• _DOCUMENT PASSAGE_:
*****
798 F.2d 1415
PREMIUM BUILDING PRODUCTS CO., Plaintiff-Appellant,
UNITED STEELWORKERS OF AMERICA, LOCAL UNION NO. 8869, et
NOTICE: Sixth Circuit Rule 24(c) states that citation of unpublished dispositions is disfavored except for establishing res judicata, estoppel, or the law of the case and requires service of copies of cited unpublished dispositions of the Sixth Circuit.
United States Court of Appeals, Sixth Circuit.
July 15, 1986.
Before MARTIN, KRUPANSKY and GUY, Circuit Judges.
Plaintiff, Premium Building Products Company, appeals from a district court order granting summary judgment in favor of defendant, United Steelworkers of America, Local Union No. 8869, in this action to vacate an arbitrator's award. For the reasons given below, we affirm.
The parties entered into a collective bargaining agreement effective from November 1, 1982 through October 31, 1985, which provides that the company may discharge an employee only for "proven justifiable cause," "proper cause," and "just cause." Articles III, Sec. 7a, XII, XIV, Sec. 5. If a discharge dispute is not resolved through the grievance procedure, it is to be submitted to arbitration. The agreement provides that the arbitrator may "apply his interpretation [of the agreement] to the particular grievance" and that the "arbitrator's decision shall be final and binding on the company, the union, and the employee(s) involved." Article IX, Sec. 2.
Darrell Brinker, a union member, started to work with the company on June 28, 1980. The company is a manufacturer of vinyl siding and accessories headquartered in West Salem, Ohio. Brinker worked in the company's tool and die department. He was discharged on January 5, 1984, for possession and use of marijuana. A grievance was filed in connection with the discharge and, when not resolved, the matter was submitted to arbitration. Arbitrator Thomas Letson was mutually selected by the company and the union. He conducted an arbitration hearing on October 11, 1984. Neither party now disputes the findings of fact by the arbitrator.
*****
• _DATASET EXCERPT_:
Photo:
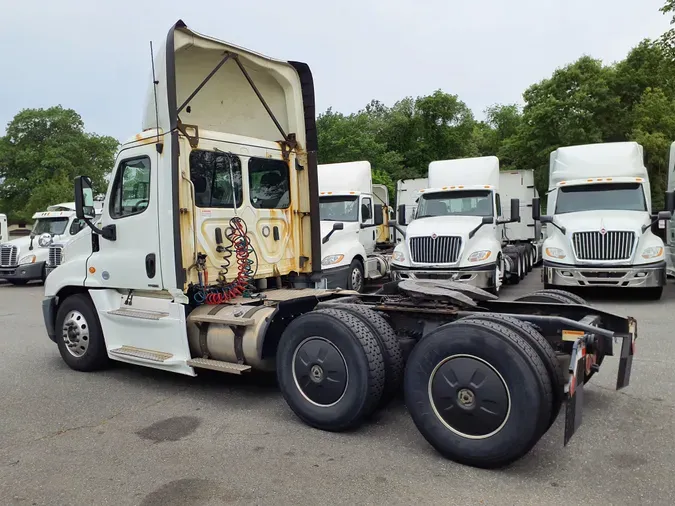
*****
• _TASKS_:
- 1) Repeat the passage of the court opinion on the Premium Building Products appeal word for word, starting at "United States Court" and ending at "below, we affirm.".
- 2) Carry on the court opinion on the Premium Building Products appeal from the point where it stops.

• _IN RESPONSE_:
- 1)
United States Court of Appeals, Sixth Circuit.
July 15, 1986.
Before MARTIN, KRUPANSKY and GUY, Circuit Judges.
Plaintiff, Premium Building Products Company, appeals from a district court order granting summary judgment in favor of defendant, United Steelworkers of America, Local Union No. 8869, in this action to vacate an arbitrator's award. For the reasons given below, we affirm.

- 2)
The arbitrator found that during the afternoon shift on January 3, 1984, the extrusion foreman, James Fagin, Jr., entered the tool and die room and noticed Darrell Brinker standing in an alcove. Fagin observed Brinker holding a pair of needle-nosed pliers to his lips. There was a glow visible at the tip of the pliers. Fagin approached Brinker and asked what he was doing, but Brinker did not reply. Fagin asked Brinker to step aside and when he did, a portion of a marijuana cigarette was found and recovered from the spot. Fagin took the remains of the cigarette and Brinker's needle-nosed pliers and reported the incident to the plant supervisor. Brinker was thereafter relieved of his duties and sent home. After management personnel reviewed the statements of this incident, Brinker was discharged. Chemical analysis indicated traces of marijuana on the pliers and that, in fact, the cigarette did contain marijuana. The arbitrator stated that he was persuaded beyond a reasonable doubt that Brinker was smoking marijuana. However, the arbitrator also concluded that the single, isolated act of smoking "was not just cause for discharge," although it could be cause for other, less severe discipline. Accordingly, the arbitrator entered the following award:
The Grievance is sustained in part, and denied in part.
The discharge is set aside; the Grievant is to be returned to work at the beginning of the next work week following receipt of this award. No back pay is awarded and seniority shall not accumulate for the time between January 5, 1984 and the date of reemployment.
(App. 37.) The date of reemployment was to be November 5, 1984, thus resulting in a modification of the discharge to a ten-month suspension.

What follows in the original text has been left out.